Exactly how many lines below mention "rough"? Answer with that number alone.

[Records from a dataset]

↓↓↓

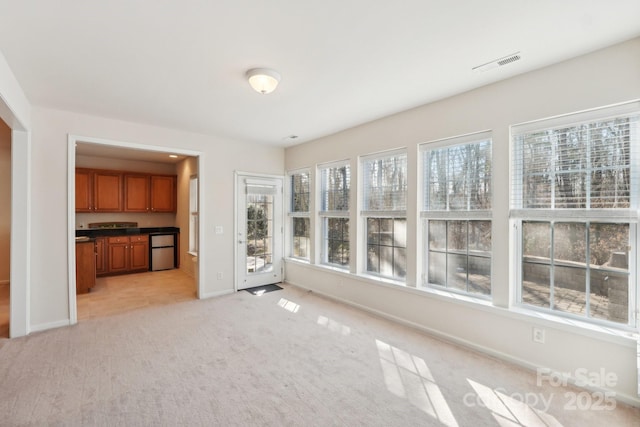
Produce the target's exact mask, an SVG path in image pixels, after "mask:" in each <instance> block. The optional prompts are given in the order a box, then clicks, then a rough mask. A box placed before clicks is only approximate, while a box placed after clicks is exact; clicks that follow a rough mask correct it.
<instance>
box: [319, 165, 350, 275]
mask: <svg viewBox="0 0 640 427" xmlns="http://www.w3.org/2000/svg"><path fill="white" fill-rule="evenodd" d="M319 171H320V179H321V190H320V198H321V200H320V218H321V220H322V255H321V256H322V263H323V264H329V265H333V266H337V267H341V268H346V267H348V266H349V254H350V251H349V191H350V188H351V171H350V168H349V164H348V163H346V162H341V163H337V164H332V165H324V166H322V167H320V168H319Z"/></svg>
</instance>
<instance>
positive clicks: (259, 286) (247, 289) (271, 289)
mask: <svg viewBox="0 0 640 427" xmlns="http://www.w3.org/2000/svg"><path fill="white" fill-rule="evenodd" d="M280 289H282V288H281V287H280V286H278V285H263V286H256V287H255V288H247V289H245V291H247V292H249V293H251V294H253V295H258V296H259V295H262V294H266V293H267V292H273V291H279V290H280Z"/></svg>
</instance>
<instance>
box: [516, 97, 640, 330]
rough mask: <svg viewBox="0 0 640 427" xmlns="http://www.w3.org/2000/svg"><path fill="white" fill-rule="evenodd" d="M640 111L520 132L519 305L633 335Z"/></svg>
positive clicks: (516, 160)
mask: <svg viewBox="0 0 640 427" xmlns="http://www.w3.org/2000/svg"><path fill="white" fill-rule="evenodd" d="M639 118H640V104H639V103H631V104H625V105H620V106H616V107H612V108H607V109H599V110H594V111H589V112H585V113H581V114H575V115H570V116H564V117H560V118H554V119H550V120H543V121H538V122H534V123H527V124H523V125H518V126H514V127H512V138H513V183H512V213H511V216H512V218H514V220H515V222H516V225H518V230H519V232H518V238H519V242H520V243H519V245H518V246H519V248H520V251H519V254H518V260H519V266H518V270H519V281H518V297H517V298H518V302H519V303H521V304H523V305H526V306H530V307H535V308H539V309H545V310H551V311H554V312H556V313H561V314H563V315H567V316H574V317H580V318H586V319H591V320H599V321H608V322H614V323H619V324H626V325H633V324H634V323H635V319H634V316H633V315H632V313H634V311H635V308H636V307H635V301H636V299H635V293H636V282H637V280H636V274H635V262H633V260H634V259H635V257H636V255H635V247H636V245H637V238H636V236H637V235H636V222H637V209H638V200H637V199H638V191H639V190H640V187H639V186H638V178H639V169H640V163H639V161H640V158H639V156H638V144H640V139H639V138H638V132H639V126H638V120H639Z"/></svg>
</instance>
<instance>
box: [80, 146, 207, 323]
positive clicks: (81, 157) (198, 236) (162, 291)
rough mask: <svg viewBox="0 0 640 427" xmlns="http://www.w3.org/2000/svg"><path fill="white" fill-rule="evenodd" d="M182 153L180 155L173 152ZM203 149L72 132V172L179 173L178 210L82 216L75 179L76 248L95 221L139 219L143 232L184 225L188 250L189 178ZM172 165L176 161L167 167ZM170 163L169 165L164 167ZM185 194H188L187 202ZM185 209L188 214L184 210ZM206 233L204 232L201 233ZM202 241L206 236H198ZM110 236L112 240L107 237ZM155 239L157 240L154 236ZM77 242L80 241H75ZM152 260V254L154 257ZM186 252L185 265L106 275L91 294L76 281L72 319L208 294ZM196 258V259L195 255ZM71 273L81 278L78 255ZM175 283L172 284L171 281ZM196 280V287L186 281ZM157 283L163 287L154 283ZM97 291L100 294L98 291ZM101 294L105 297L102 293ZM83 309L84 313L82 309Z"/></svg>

↑↑↑

* Exercise answer *
3